Problem to solve
Quote the passage below on racial segregation in nursing homes, starting at "In 2004, nursing" and ending at "of all facilities.".

Nursing homes are the central institutional provider of care for the elderly.   In the 1980s and 1990s, more Caucasians used nursing homes than African Americans, and research showed that African Americans were denied access to nursing homes because of their race.   For instance, in 1984, a study of New York nursing homes showed that nursing homes that provided excellent quality of care demonstrated a pattern of admitting Caucasians over African Americans.   The study was based on civil rights documents submitted by nursing homes to the New York State Health Department.  

Almost a decade later, in 1992, the New York State Advisory Committee to the U.S. Commission on Civil Rights (“Advisory Committee”) reported that there were still significant racial inequities in nursing home admissions between African Americans and Caucasians.   The Advisory Committee's findings showed that Caucasian patients were three times more likely to get into a quality nursing home than minority patients. According to the report, Caucasian patients were admitted to quality nursing homes while racial minorities were relegated to substandard quality nursing *1183 homes.   This racial segregation in nursing homes persists even though African Americans' use of nursing homes is greater than Caucasians' use.

In 2004, nursing homes provided care to 1.5 million elderly and disabled persons, with the average length of stay being 835 days.   By 2050, nursing homes are projected to provide care to 6.6 million elderly and disabled persons.   By 2004, African Americans' use of nursing homes was thirty-two percent higher than Caucasians' use.   Yet, two-thirds of all African American nursing home residents reside in just ten percent of all facilities.  

A 2007 national study of nursing homes found that the nursing homes that house African Americans tend to be racially segregated.   As a result of the concentration of African Americans in a small number of nursing homes, these facilities are often designated as predominately African American facilities.   Thus, even with increased use of nursing homes, African Americans still cannot win equal access to nursing home care.

Denied access to diverse nursing homes, African Americans are relegated to racially segregated poorly performing nursing homes. These nursing homes not only cause African Americans to suffer harm,   but the government also rates them poorly.

Given records
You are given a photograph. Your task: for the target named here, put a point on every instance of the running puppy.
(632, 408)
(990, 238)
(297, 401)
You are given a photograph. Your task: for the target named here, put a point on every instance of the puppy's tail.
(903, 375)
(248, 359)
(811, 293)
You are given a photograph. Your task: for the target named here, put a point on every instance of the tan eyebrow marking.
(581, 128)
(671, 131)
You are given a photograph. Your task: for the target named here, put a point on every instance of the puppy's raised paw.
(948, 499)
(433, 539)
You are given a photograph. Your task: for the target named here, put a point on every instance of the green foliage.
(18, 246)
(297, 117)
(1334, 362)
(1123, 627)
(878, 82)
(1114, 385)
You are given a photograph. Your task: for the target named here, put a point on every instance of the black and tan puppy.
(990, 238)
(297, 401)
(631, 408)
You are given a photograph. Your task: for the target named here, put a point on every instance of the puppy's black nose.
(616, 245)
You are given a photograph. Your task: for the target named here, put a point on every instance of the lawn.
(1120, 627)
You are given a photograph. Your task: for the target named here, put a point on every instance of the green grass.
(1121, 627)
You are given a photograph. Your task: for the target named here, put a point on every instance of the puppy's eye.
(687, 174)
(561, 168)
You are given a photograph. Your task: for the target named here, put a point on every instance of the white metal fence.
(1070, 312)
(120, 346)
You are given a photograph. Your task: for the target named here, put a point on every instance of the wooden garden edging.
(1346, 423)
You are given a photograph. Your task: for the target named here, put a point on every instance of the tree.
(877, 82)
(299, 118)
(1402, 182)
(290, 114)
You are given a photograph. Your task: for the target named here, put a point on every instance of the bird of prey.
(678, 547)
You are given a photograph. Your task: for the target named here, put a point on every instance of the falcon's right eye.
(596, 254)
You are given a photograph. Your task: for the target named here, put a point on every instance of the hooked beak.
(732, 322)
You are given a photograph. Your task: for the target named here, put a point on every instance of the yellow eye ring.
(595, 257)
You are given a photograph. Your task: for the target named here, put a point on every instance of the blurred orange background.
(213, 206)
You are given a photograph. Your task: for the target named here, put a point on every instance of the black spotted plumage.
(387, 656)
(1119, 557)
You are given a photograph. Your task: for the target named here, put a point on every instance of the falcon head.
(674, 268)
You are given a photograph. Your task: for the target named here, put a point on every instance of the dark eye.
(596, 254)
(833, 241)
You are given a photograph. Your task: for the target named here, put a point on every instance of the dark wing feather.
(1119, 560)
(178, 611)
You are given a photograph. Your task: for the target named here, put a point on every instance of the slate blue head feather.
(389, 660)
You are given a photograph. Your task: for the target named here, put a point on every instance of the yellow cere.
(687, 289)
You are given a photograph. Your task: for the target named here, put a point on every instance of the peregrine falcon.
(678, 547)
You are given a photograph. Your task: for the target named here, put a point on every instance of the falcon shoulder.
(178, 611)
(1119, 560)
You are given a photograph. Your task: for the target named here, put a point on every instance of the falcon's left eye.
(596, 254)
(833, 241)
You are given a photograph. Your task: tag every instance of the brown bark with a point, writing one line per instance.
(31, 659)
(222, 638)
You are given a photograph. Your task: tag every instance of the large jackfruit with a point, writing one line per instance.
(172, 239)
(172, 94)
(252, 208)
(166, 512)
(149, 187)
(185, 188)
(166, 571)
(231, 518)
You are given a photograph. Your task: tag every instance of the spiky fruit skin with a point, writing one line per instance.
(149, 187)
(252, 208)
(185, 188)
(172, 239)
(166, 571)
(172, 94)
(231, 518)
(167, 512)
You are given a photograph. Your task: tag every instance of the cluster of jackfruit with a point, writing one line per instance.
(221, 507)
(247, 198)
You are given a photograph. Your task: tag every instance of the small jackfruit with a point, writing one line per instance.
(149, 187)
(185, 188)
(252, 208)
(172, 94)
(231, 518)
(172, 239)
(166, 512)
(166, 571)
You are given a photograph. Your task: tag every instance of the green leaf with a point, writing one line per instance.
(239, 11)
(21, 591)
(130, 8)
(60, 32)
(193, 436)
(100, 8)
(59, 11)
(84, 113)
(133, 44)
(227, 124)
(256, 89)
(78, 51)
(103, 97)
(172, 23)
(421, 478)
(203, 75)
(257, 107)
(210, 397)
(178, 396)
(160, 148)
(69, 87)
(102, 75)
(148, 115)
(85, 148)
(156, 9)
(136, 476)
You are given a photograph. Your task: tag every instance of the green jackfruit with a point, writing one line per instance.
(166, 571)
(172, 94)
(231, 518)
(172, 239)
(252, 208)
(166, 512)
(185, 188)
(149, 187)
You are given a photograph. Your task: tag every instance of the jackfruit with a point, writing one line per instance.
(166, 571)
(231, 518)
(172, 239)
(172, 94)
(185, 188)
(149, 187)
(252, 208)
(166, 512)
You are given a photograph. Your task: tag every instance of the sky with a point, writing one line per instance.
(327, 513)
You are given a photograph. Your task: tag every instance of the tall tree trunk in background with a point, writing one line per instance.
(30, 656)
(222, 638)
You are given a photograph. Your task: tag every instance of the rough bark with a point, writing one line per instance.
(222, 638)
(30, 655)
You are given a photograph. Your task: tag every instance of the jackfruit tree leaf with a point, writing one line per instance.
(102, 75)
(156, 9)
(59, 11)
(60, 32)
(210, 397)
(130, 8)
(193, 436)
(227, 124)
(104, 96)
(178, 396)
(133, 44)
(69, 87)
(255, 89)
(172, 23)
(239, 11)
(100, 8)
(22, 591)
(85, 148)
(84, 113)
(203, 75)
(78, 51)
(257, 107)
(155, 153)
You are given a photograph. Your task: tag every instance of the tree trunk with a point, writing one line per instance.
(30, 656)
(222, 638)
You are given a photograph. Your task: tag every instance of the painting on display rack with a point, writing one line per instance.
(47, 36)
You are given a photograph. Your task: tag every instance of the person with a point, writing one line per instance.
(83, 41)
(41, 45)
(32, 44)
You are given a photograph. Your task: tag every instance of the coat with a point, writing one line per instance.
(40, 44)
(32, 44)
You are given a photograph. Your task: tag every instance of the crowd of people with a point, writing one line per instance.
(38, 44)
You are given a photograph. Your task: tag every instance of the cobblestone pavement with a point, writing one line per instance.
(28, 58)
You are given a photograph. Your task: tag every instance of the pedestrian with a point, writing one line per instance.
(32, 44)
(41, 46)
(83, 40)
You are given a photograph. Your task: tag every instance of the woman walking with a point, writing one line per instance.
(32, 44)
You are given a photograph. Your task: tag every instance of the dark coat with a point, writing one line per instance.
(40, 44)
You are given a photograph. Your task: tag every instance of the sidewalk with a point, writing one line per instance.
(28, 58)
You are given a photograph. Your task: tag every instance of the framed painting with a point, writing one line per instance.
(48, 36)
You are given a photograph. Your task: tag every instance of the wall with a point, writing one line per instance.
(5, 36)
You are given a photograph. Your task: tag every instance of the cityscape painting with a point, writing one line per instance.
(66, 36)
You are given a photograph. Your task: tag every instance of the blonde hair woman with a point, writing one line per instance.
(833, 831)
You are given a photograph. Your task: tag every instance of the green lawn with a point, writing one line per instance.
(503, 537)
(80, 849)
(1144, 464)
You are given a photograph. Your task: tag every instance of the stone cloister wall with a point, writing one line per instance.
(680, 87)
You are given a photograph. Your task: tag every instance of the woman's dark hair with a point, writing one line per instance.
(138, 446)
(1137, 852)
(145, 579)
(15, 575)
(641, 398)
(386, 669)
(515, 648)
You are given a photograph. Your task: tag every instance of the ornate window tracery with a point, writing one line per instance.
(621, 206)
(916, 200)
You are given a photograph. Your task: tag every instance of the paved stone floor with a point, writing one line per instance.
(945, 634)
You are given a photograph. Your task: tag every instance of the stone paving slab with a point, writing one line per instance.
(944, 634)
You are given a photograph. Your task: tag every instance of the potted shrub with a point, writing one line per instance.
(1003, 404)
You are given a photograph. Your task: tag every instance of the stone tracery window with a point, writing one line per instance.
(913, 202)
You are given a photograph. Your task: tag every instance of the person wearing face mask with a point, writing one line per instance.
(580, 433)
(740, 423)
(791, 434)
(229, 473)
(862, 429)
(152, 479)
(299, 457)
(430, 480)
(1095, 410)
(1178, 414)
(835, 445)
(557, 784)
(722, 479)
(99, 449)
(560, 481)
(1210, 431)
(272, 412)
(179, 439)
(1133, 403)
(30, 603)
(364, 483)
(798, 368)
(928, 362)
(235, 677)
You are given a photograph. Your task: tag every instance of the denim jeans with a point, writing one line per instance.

Exercise output
In 2004, nursing homes provided care to 1.5 million elderly and disabled persons, with the average length of stay being 835 days.   By 2050, nursing homes are projected to provide care to 6.6 million elderly and disabled persons.   By 2004, African Americans' use of nursing homes was thirty-two percent higher than Caucasians' use.   Yet, two-thirds of all African American nursing home residents reside in just ten percent of all facilities.